* Available data
◇ ◇ ◇ ◇ ◇

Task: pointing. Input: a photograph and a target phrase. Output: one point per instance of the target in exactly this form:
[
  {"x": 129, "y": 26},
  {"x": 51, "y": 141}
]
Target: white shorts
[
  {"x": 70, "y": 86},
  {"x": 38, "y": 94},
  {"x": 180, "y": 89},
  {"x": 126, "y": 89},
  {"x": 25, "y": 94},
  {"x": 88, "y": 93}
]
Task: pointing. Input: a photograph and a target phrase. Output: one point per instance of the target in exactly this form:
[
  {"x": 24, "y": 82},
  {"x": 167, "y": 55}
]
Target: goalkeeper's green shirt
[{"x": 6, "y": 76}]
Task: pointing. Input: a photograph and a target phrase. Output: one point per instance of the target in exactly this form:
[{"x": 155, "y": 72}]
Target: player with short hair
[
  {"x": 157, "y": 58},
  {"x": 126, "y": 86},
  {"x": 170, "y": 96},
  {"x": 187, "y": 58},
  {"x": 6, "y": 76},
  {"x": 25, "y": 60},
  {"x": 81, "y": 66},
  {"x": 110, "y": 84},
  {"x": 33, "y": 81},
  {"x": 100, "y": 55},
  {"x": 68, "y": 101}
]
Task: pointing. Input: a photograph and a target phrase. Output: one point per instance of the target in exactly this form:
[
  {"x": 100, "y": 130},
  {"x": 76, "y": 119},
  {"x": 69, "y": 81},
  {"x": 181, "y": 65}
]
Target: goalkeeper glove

◇ ◇ ◇ ◇ ◇

* Exercise goal
Count how many lines in the entries above contain the string "goalkeeper", with case counting, and reply with the number alone.

* Correct result
2